*** Opening Task input ***
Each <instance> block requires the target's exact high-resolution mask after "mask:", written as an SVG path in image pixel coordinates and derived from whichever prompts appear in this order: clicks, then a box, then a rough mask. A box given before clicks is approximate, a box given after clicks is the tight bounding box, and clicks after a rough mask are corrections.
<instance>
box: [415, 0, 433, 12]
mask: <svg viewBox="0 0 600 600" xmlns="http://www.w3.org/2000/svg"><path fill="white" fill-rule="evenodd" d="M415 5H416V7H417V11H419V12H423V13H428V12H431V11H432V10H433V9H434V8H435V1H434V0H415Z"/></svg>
*** Closing Task input ***
*** Opening Task input ***
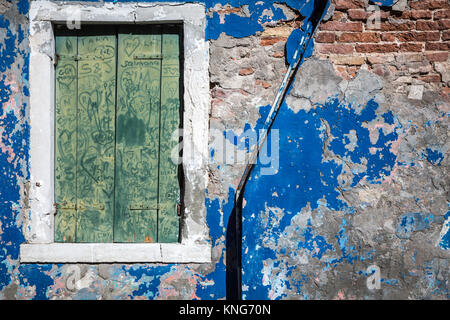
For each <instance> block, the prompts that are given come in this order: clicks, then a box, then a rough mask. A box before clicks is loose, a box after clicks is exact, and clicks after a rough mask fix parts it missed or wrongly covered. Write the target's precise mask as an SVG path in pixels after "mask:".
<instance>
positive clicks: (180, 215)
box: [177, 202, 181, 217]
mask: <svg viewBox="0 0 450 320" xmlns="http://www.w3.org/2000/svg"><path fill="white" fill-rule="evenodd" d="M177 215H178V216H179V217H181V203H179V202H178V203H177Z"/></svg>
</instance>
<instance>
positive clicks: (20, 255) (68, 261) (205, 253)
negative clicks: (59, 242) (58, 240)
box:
*** Closing Task input ***
● **Exercise brief**: Please give, as a bare number, how many lines in the listing above include the word "rough".

● **Answer to this task**: 2